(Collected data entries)
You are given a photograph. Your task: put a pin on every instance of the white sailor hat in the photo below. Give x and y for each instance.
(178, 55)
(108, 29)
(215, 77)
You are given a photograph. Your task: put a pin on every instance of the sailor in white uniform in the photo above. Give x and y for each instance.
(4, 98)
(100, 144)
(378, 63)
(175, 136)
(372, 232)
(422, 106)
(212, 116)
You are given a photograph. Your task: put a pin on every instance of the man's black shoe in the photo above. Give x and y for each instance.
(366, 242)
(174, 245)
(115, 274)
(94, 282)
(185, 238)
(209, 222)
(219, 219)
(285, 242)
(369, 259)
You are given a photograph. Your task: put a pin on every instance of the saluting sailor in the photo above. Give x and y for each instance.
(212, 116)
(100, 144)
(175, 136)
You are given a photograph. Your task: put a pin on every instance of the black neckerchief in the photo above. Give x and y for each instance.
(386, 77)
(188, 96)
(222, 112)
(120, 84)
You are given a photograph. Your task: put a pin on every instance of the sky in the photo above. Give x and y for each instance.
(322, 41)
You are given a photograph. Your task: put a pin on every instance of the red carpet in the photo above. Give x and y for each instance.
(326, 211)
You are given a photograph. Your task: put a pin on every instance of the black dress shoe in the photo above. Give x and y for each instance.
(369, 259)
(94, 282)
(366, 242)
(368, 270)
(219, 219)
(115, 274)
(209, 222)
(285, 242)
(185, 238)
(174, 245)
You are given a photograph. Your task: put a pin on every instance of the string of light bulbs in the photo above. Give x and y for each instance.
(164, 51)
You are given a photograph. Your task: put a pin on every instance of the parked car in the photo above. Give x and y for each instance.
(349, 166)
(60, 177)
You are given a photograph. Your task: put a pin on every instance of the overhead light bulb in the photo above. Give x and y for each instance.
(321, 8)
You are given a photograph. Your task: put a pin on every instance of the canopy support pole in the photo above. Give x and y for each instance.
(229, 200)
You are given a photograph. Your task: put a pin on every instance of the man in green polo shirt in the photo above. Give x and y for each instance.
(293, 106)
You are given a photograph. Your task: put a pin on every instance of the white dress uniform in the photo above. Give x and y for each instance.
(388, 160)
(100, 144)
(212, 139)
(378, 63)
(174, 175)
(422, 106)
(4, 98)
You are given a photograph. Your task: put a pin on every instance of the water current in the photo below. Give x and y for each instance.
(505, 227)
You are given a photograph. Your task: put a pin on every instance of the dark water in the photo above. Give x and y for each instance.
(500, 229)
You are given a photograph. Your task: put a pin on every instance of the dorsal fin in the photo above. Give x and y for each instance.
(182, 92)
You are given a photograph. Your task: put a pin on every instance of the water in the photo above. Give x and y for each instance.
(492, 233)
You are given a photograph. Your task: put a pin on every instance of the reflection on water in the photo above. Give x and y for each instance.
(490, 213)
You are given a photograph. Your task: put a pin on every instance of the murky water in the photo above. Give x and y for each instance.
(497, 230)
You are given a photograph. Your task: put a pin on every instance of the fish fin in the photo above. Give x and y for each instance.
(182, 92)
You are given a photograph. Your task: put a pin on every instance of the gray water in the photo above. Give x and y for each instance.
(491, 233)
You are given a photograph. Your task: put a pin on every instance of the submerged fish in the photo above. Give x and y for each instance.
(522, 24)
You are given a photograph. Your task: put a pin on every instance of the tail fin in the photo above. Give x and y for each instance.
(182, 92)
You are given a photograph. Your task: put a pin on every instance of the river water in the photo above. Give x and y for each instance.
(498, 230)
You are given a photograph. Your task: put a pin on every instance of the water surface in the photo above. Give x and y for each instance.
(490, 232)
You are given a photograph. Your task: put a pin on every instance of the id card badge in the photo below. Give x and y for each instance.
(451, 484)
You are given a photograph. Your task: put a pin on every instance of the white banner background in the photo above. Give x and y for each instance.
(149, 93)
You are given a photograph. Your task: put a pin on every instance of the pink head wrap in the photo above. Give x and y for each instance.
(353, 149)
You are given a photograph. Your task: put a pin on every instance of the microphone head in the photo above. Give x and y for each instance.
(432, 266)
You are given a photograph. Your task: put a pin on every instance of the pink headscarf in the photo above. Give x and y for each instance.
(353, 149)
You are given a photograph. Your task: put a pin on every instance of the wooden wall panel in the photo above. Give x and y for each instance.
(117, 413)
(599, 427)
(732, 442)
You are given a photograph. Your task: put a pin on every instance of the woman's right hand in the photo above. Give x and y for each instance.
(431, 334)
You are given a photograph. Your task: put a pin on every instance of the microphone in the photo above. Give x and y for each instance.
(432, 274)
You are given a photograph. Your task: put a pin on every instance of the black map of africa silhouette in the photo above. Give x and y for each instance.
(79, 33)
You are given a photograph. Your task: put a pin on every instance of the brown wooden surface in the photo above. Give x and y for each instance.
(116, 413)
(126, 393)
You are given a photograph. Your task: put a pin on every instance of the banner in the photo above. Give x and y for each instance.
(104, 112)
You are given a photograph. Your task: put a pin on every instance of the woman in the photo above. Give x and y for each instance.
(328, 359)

## [To do]
Nothing should be changed: write out all of the data as is.

## [Exercise answer]
You are given a photograph. Your task: put a pin on every instance of the white sailor hat in the photo below. Give x and y for each instance.
(178, 55)
(108, 29)
(215, 77)
You are given a photograph. Your task: put a pin on every instance of the sailor in white uniform in the photo above. Give x and y for each instance.
(4, 98)
(100, 144)
(378, 63)
(175, 136)
(372, 232)
(422, 106)
(212, 116)
You are given a photograph. Your task: put a pin on every instance of the man's black shoe in the photo above. Give x and y for each instance.
(366, 242)
(174, 245)
(115, 274)
(94, 282)
(185, 238)
(209, 222)
(219, 219)
(285, 242)
(369, 259)
You are given a photograph. Your task: put a pin on every instance of the saluting sailor in the photo above. Give x and y for each instance.
(212, 116)
(100, 144)
(175, 136)
You are given a photograph. Your task: put a pin on every instance of the black neckerchief in the photo above. Give x and y for each instance.
(386, 77)
(188, 96)
(222, 112)
(120, 84)
You are given a photograph. Your task: put a pin on every instance of the sky in the photo above. Give x and y for each instance.
(322, 41)
You are given a photograph. Your task: put a pin on every instance of the red carpet in the photo above. Give x and y for each instance.
(326, 211)
You are given a photograph. Your task: put a pin on every instance of the black dress shoe in the photo above. Give x and y for each instance.
(369, 259)
(94, 282)
(366, 242)
(368, 270)
(219, 219)
(115, 274)
(209, 222)
(285, 242)
(185, 238)
(174, 245)
You are given a photograph. Your task: put a pin on every instance of the string of light bulbs in the photo above. Give x and y for each instance.
(164, 51)
You are given a photograph. Your task: put a pin on every instance of the parked car in the photo above. Give x and y for each instance.
(349, 166)
(60, 177)
You are given a photograph. Your task: put a pin on every instance of the overhead light bulb in the photo above. Give x and y for each instance.
(321, 8)
You are given a photograph. Your task: put a pin on every instance of the canopy support pole in the photo above. Give x and y for each instance.
(229, 200)
You are given a photograph. Your task: put a pin on every instance of the man in green polo shirt in the photo above. Give x and y for each instance.
(293, 106)
You are given a photograph. Your task: put a pin on every instance of the white dress uniform in the photo above. Give x and y for each instance.
(388, 160)
(100, 144)
(212, 139)
(378, 63)
(174, 175)
(422, 106)
(4, 98)
You are given a photograph. Your task: put a pin on every instance of the water current in the photo below. Give x and y for each instance.
(505, 227)
You are given a photograph. Your task: put a pin on every instance of the dark water in the photo above. Give x and y for each instance.
(500, 229)
You are given a photograph. Your task: put a pin on every instance of the dorsal fin in the photo above. Give x and y for each instance.
(182, 92)
You are given a photograph. Your task: put a pin on every instance of the water in the photo above. Give x and y for each instance.
(492, 233)
You are given a photograph. Your task: put a pin on every instance of the reflection on water in the photo above. Give x and y for each instance.
(490, 213)
You are given a photograph. Your task: put a pin on every instance of the murky water in the photo above. Give x and y for each instance.
(497, 230)
You are given a photograph. Your task: put a pin on every instance of the fish fin in the photo above. Give x and y for each instance.
(182, 92)
You are given a photograph. Your task: put a pin on every instance of the gray water in the photo above. Give x and y for each instance.
(491, 233)
You are given a photograph. Your task: put a pin on every instance of the submerged fish in the photo above. Give x and y for each instance.
(522, 24)
You are given a photograph. Your task: put a pin on every instance of the tail fin in the photo above. Give x and y for each instance.
(182, 92)
You are given a photograph. Your task: put a pin on every instance of the river water in the photo above. Give x and y for each instance.
(498, 230)
You are given a photograph. Your task: put a pin on every instance of the water surface in the photo above. Give x and y for each instance.
(490, 232)
You are given a photograph. Your task: put a pin on every instance of the id card badge in the photo below. Give x and y for each instance.
(451, 484)
You are given a photograph. Your task: put a pin on every instance of the white banner background in the photo above. Give x and y for each instance.
(149, 93)
You are given a photograph. Your task: put a pin on every instance of the pink head wrap in the photo above. Give x and y for each instance.
(353, 149)
You are given a photograph. Your task: put a pin on every instance of the microphone head in the photo above. Give x and y for each instance.
(432, 266)
You are given a photograph. Your task: put a pin on every instance of the pink headscarf in the photo above. Give x and y for each instance.
(353, 149)
You are given a photograph. Your task: put a pin on every instance of the wooden wall panel in the photo above. Give x and y for each instance.
(117, 413)
(599, 427)
(732, 442)
You are given a photograph. Your task: put a pin on every instance of the woman's right hand in the photo above. Give x and y for each instance.
(431, 334)
You are given a photograph. Your task: put a pin on every instance of the microphone in the photo above. Give x and y for each instance.
(432, 274)
You are given a photograph. Your task: put a pin on every instance of the black map of africa silhouette in the photo above. Give x and y for each instance.
(79, 33)
You are given a photograph. Your task: put a pin on every instance of the brown wooden surface in the photo above. Give x and y for each instance.
(116, 413)
(126, 393)
You are given a photograph. Your task: put a pin on every instance of the banner in the photo above. Give x and y for each instance.
(104, 112)
You are given a photograph. Your task: put a pin on every instance of the woman in the photo above. Give x and y for each instance.
(328, 359)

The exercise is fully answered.